Repeat every record below exactly, but leave out any pictures.

──────── Records supplied

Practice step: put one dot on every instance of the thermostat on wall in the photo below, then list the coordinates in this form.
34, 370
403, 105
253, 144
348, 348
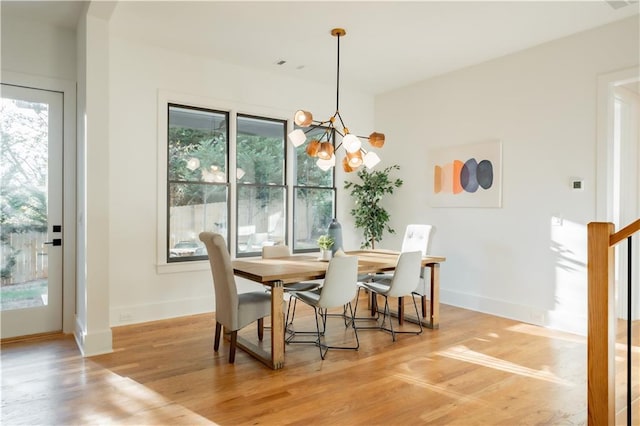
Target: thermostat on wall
577, 184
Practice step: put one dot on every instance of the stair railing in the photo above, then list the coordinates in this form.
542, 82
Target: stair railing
601, 338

────────────────

(Task output):
Practice step: put one dot on every instance of the thermostat on wall in the photo below, then list the coordinates in this form.
34, 370
403, 105
253, 144
348, 348
Target: thermostat on wall
577, 184
Practice step: put one dot on every instance of the stair railing in the photo above, then list the coordinates in this form.
542, 82
Target: stair railing
601, 338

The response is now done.